▶ _課題 1_: マリファナの科学に関する文書抜粋に照らし、次の(a)〜(c)が本文と一致するかを「はい」か「いいえ」で判定し、根拠となる本文の語句をそのまま引用せよ。(a) 大麻を屋外で栽培すると成熟まで3〜4か月かかる。(b) 室内栽培では成熟に90日を要する。(c) 大麻の小葉は縁がなめらかである。
▶ _課題 2_: マリファナの科学に関する文書抜粋について、本文最後の文の直後から続きを書け。

Compulsory Science No.65




「マリファナの科学The science of Marijuana」
 


   In the past, the use of drug was a small matter in Japan. But, the drug is discussed as the one of problem of juvenile delinquency. I think that we should know the property of drug.

  従来、薬物というと、一般市民には関係のないものとしてとらえられてきました。私が初めて薬物の存在を身近に感じたのは、父がガンで苦しんでいるときに、苦痛をやわらげるものとして使われているときでした。担当医が「麻薬取締法に触れる上限まで使用した。」と話していたことを強烈に覚えています。また、昨年、高校で行われた警察との情報交換の席上でも、近年、高校生が薬物に関連した非行で補導されているということが報告されていました。我々も薬物を避けるだけでなく知ることも必要だと思います。

  マリファナMarijuanaは大麻hemp (Cannobis sativa)から抽出されます。室内栽培では60日間で成熟させることも出来ますが、屋外ですと3-4ヶ月かかるそうです。細かく枝分かれした葉が、槍状のとがった小葉に分岐し、小葉はのこぎりの歯のように切れ込みがあることが特徴です。抽出した成分の精神活性物質9tetrahydrocannabinol(THC)が薬物の有効成分です。

▶ _データ行_:
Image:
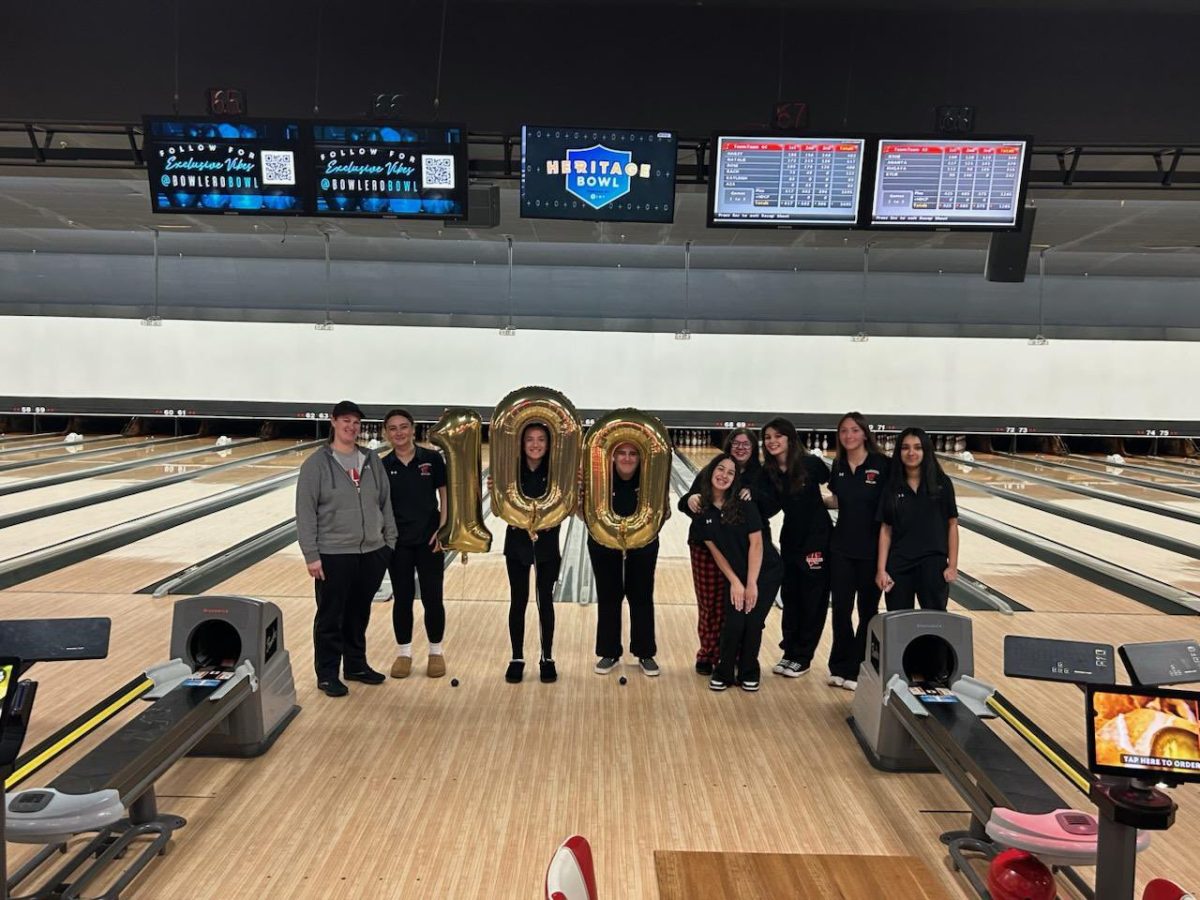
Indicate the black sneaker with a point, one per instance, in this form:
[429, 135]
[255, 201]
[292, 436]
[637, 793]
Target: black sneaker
[333, 688]
[367, 676]
[606, 664]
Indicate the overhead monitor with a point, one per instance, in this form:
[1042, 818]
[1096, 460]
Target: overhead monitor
[389, 169]
[777, 181]
[936, 183]
[1144, 732]
[217, 166]
[598, 174]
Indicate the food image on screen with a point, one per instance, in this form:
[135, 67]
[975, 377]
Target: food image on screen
[210, 166]
[1146, 732]
[390, 169]
[786, 181]
[972, 184]
[598, 174]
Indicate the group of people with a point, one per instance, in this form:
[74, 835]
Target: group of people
[359, 516]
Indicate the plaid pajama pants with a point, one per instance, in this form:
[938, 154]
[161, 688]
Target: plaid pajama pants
[712, 588]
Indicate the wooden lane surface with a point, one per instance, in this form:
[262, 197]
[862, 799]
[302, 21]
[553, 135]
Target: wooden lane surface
[129, 449]
[1151, 521]
[1098, 481]
[43, 532]
[394, 779]
[685, 875]
[135, 565]
[149, 472]
[1153, 562]
[65, 451]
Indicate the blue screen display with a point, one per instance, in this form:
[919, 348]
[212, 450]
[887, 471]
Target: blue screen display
[209, 166]
[389, 169]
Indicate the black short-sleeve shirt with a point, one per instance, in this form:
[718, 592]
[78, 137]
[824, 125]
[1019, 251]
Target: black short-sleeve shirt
[807, 523]
[414, 493]
[858, 492]
[919, 523]
[733, 541]
[517, 543]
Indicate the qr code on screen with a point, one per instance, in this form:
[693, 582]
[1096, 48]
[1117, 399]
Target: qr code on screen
[279, 167]
[437, 171]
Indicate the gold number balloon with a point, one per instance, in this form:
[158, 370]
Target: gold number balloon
[513, 415]
[460, 433]
[648, 435]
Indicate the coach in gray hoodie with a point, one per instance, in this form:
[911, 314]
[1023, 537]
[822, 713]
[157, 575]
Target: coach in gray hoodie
[347, 533]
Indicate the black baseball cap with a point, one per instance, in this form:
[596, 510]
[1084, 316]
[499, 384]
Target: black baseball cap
[347, 407]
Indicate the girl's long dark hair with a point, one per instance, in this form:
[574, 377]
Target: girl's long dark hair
[796, 477]
[731, 509]
[931, 474]
[754, 463]
[868, 437]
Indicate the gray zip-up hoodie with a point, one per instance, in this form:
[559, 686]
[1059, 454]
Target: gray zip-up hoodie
[334, 516]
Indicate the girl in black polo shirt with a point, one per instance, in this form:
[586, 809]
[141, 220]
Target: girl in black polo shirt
[857, 481]
[733, 534]
[624, 575]
[742, 445]
[793, 477]
[521, 552]
[919, 533]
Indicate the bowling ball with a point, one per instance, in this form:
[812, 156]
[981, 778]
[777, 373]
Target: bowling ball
[1019, 875]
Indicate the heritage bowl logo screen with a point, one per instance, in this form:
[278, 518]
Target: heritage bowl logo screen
[598, 174]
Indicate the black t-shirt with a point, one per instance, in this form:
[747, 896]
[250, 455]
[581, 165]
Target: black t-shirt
[919, 523]
[516, 540]
[807, 523]
[858, 492]
[414, 493]
[750, 478]
[733, 541]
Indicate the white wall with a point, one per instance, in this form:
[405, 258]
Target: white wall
[55, 357]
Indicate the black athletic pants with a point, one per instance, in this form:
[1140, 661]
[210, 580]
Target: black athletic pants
[616, 580]
[924, 582]
[429, 568]
[742, 636]
[805, 593]
[519, 588]
[343, 610]
[850, 579]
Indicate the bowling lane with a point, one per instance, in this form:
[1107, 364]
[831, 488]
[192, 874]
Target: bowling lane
[1150, 521]
[1098, 481]
[129, 449]
[132, 567]
[1153, 562]
[43, 532]
[96, 484]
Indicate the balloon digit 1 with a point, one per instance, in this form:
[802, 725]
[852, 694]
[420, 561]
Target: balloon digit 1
[649, 436]
[459, 435]
[513, 415]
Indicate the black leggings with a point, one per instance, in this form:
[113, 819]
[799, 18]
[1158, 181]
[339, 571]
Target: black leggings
[430, 568]
[519, 589]
[851, 579]
[924, 582]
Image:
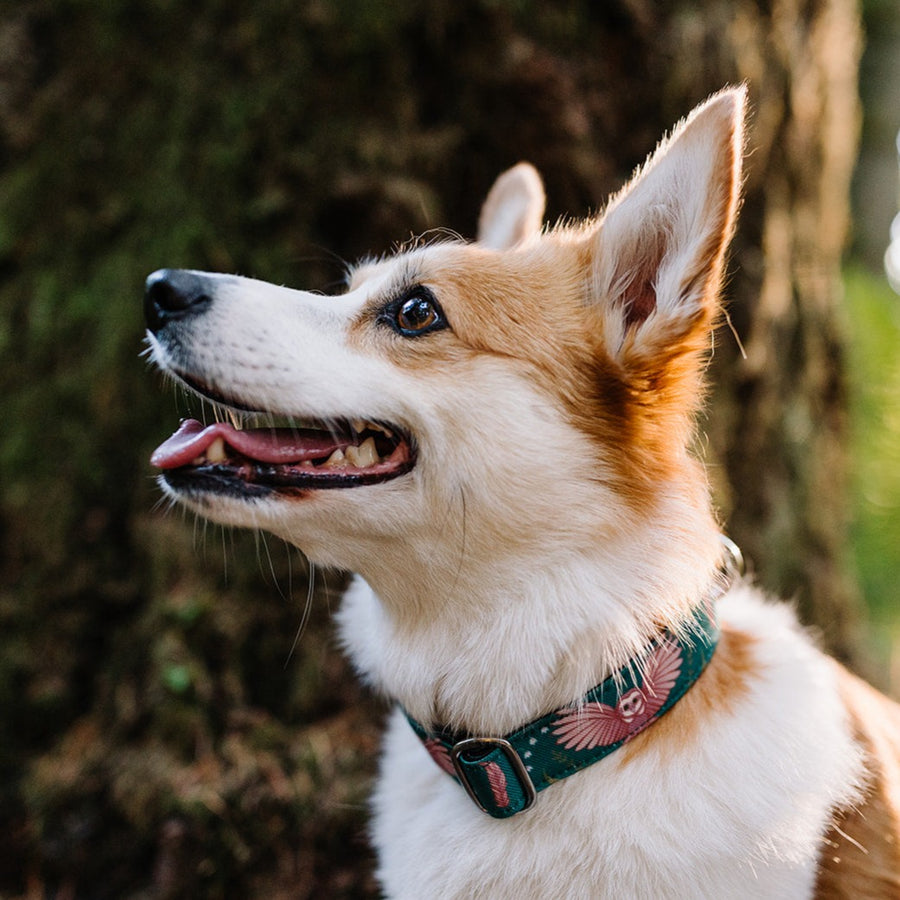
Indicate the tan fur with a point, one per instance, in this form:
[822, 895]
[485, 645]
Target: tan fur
[553, 522]
[718, 692]
[861, 853]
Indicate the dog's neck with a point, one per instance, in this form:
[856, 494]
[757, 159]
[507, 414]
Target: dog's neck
[485, 645]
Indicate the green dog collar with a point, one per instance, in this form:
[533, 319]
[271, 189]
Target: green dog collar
[504, 775]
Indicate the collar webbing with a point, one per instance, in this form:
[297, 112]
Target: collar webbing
[503, 775]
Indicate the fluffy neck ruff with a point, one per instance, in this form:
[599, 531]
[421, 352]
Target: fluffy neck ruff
[503, 775]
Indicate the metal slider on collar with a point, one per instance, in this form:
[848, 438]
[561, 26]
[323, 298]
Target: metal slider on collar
[494, 776]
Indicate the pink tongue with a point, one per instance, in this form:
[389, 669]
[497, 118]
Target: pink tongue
[268, 445]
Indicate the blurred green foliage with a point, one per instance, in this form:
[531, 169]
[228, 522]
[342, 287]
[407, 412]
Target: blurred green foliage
[159, 735]
[874, 358]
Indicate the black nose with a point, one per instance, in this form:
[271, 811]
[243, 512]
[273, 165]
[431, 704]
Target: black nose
[174, 293]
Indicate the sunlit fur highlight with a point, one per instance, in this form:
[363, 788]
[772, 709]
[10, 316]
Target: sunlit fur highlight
[553, 523]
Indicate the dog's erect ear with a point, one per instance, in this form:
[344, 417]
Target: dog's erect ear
[658, 254]
[513, 210]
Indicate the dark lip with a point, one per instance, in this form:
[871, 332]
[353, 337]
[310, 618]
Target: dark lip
[249, 480]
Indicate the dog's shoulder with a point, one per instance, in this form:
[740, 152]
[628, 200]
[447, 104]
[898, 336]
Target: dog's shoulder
[861, 854]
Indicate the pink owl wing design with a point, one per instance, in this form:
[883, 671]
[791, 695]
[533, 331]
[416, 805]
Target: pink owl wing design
[660, 674]
[598, 724]
[589, 726]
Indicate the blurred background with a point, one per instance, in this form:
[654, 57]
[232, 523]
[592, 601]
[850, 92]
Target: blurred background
[164, 731]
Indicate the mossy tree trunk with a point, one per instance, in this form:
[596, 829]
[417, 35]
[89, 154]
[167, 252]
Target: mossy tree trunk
[158, 732]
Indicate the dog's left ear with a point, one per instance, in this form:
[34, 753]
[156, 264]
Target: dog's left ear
[513, 210]
[658, 255]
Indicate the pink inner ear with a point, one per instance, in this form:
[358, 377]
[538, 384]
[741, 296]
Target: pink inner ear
[639, 304]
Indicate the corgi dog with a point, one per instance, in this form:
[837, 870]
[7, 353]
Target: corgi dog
[495, 435]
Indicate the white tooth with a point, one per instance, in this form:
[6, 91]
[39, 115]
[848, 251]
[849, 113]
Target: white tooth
[336, 460]
[366, 453]
[216, 451]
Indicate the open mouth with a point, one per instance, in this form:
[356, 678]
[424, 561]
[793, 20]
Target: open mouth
[227, 458]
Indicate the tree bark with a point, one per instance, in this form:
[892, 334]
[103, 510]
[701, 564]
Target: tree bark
[159, 733]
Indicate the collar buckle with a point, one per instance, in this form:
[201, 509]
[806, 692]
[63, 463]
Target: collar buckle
[494, 776]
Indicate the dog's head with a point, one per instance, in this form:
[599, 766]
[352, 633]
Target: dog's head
[473, 395]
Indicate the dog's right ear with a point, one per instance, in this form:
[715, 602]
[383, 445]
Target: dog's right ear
[513, 210]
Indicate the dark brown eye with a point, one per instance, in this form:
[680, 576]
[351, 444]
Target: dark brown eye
[417, 313]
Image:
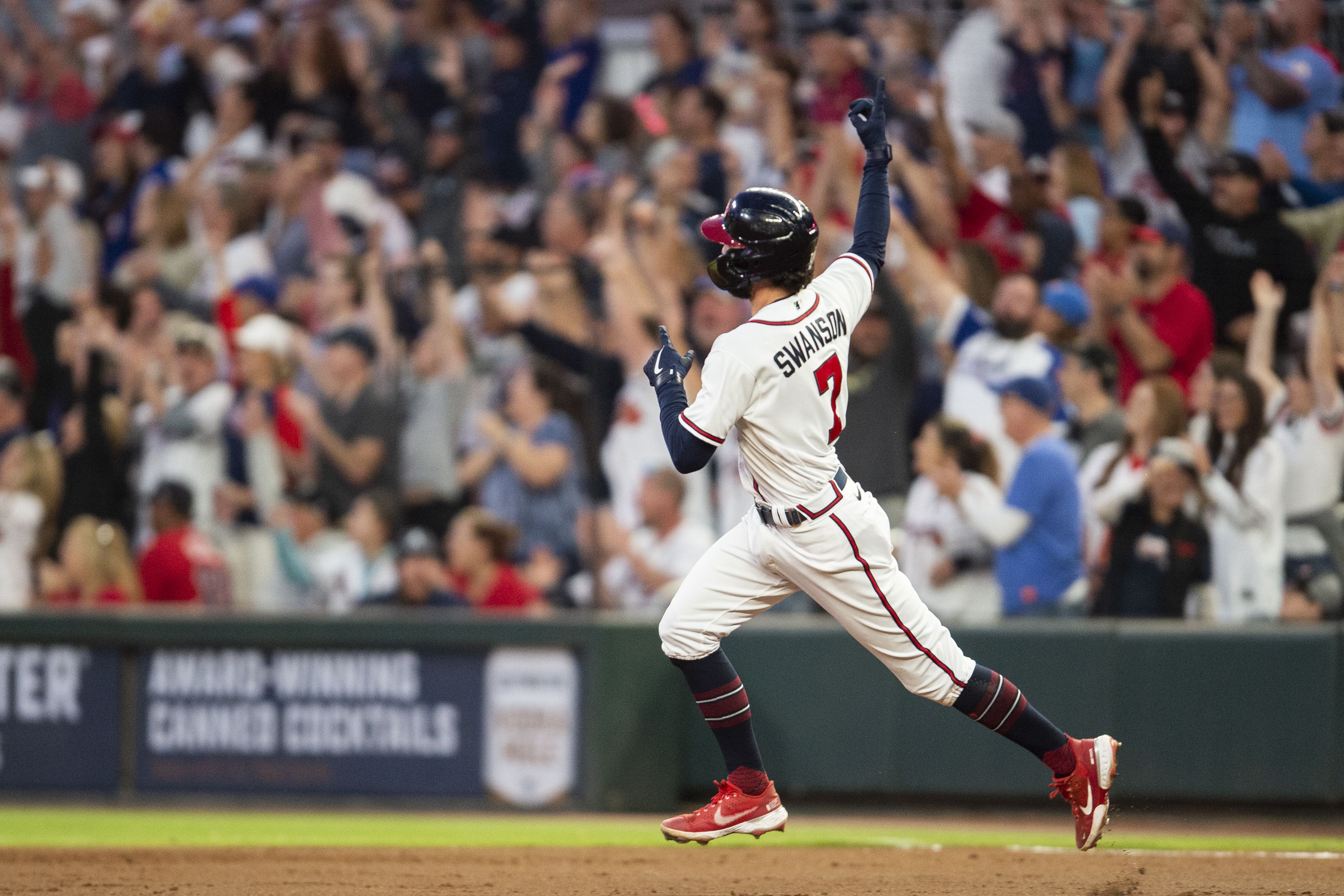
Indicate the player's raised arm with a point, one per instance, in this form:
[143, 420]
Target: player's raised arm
[873, 218]
[667, 370]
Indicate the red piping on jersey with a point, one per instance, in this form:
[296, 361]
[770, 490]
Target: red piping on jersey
[814, 516]
[893, 613]
[796, 320]
[699, 432]
[862, 264]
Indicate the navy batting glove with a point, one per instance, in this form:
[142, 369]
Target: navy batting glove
[666, 366]
[870, 117]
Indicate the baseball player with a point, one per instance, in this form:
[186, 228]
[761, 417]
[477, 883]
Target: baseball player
[780, 379]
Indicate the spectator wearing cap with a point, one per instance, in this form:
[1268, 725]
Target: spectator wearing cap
[13, 408]
[443, 190]
[421, 575]
[1158, 552]
[1088, 385]
[882, 371]
[371, 524]
[353, 430]
[50, 265]
[1324, 150]
[1191, 131]
[526, 469]
[180, 565]
[184, 422]
[1155, 319]
[1241, 471]
[1062, 312]
[1230, 236]
[988, 348]
[1113, 473]
[652, 561]
[1037, 527]
[480, 547]
[509, 96]
[320, 567]
[1277, 89]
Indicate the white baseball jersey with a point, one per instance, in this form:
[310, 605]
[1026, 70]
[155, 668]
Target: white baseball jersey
[780, 378]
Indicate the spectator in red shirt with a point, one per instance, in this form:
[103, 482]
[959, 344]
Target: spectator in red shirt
[479, 546]
[1158, 321]
[839, 79]
[180, 565]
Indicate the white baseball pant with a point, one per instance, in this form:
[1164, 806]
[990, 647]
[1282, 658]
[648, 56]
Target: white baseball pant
[843, 561]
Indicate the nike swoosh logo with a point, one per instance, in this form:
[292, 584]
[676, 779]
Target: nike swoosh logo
[721, 820]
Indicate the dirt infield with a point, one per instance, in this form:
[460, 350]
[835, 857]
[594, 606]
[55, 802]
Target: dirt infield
[691, 871]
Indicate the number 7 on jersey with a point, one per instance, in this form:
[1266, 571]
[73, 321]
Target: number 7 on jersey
[830, 375]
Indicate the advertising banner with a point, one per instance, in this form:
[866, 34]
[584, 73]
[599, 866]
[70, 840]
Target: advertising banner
[531, 725]
[359, 722]
[60, 718]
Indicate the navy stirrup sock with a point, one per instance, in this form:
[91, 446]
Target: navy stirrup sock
[996, 703]
[724, 703]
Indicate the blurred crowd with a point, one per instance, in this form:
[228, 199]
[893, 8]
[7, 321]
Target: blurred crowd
[324, 304]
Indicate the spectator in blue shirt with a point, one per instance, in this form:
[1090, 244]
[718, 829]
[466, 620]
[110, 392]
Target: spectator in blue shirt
[1037, 528]
[1277, 89]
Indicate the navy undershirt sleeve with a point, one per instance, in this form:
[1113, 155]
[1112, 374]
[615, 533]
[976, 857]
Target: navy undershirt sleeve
[873, 218]
[689, 453]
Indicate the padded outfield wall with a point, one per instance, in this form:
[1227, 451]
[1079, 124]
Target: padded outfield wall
[584, 711]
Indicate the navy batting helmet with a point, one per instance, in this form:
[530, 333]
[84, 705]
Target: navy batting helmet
[769, 236]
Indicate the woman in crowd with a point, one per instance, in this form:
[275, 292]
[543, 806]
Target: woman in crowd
[949, 565]
[371, 524]
[479, 548]
[96, 567]
[527, 471]
[1115, 473]
[1076, 186]
[27, 473]
[1159, 551]
[1242, 471]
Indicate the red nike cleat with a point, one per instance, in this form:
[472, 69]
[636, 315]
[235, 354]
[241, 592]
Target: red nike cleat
[1088, 786]
[731, 812]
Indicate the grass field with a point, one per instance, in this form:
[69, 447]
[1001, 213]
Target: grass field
[77, 826]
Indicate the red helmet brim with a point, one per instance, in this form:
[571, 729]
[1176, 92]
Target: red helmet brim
[714, 230]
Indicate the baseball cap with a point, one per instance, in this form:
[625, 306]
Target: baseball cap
[1033, 390]
[419, 543]
[1174, 103]
[447, 121]
[1178, 452]
[1069, 300]
[839, 22]
[1100, 358]
[1233, 164]
[267, 334]
[358, 339]
[264, 288]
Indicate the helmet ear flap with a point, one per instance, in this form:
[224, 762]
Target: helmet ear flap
[729, 277]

▶ _回答 1_:
(a) はい。「屋外ですと3-4ヶ月かかるそうです」
(b) いいえ。「室内栽培では60日間で成熟させることも出来ます」
(c) いいえ。「小葉はのこぎりの歯のように切れ込みがあることが特徴です」

▶ _回答 2_:
  大麻は、雌株と雄株に分かれていて、THCは、葉と花など植物全体に含まれますが、なぜか種子には含まれないそうです。それで、種子は、古代中国では、穀物として扱われていたそうです。大麻の生育には、肥えた土壌、長い日照時間が必要とされるため、メキシコ、北インド、アフリカ、アフガニスタン、カリフォルニアなどが栽培適地とされています。また、大麻は、木材よりも多くのセルロースを生み出すので、大麻繊維は、ロープとして使われていました。その他には、カンヴァス地にも使われ、船の帆を作るにも利用されたとのことです。世界最初のジーンズもカンヴァスで使われていました。

  大麻の薬物としての利用法として一般的なものは、マリファナ煙草です。この他にも、飲用と食用があるようですが、煙草で摂取するのが一番効果が早く出るそうです。これは、医療用の用法として確かめられたものです。ガンなどの病気の鎮痛剤の役目を果たすことが期待されています。煙の形で肺に吸引された大麻のTHCは、脂肪に溶けやすいため、肺の細胞膜を素早く通過し、血液に溶けます。肺の表面積が広いため、とても効果的です。THCが溶けた血液は心臓から脳へと運ばれ、作用することになります。飲用や食用の場合は、食道、胃、腸を通って、肝臓を経てというようにさまざまな器官を通るため、作用が遅くなりますし、成分が効率よく脳まで届きません。もちろん、静脈注射というのも効果的ですが、注射の場合は、感染の危険性があります。

  吸引後、THCの血中濃度は速やかに上がり、1時間後には、10%まで落ち、その後数時間穏やかに減少していきます。同時に血圧上昇が起こることも知られています。しかし、中毒に関しては、マリファナはタバコより中毒の危険性は少ないのではないかと考える学者もいます。

  大麻は、中国、インドは昔から鎮痛剤として用いられてきました。現在、合法的には認められていませんが、医療現場の報告において、非合法の鎮痛剤として使われている実態が明らかにされています。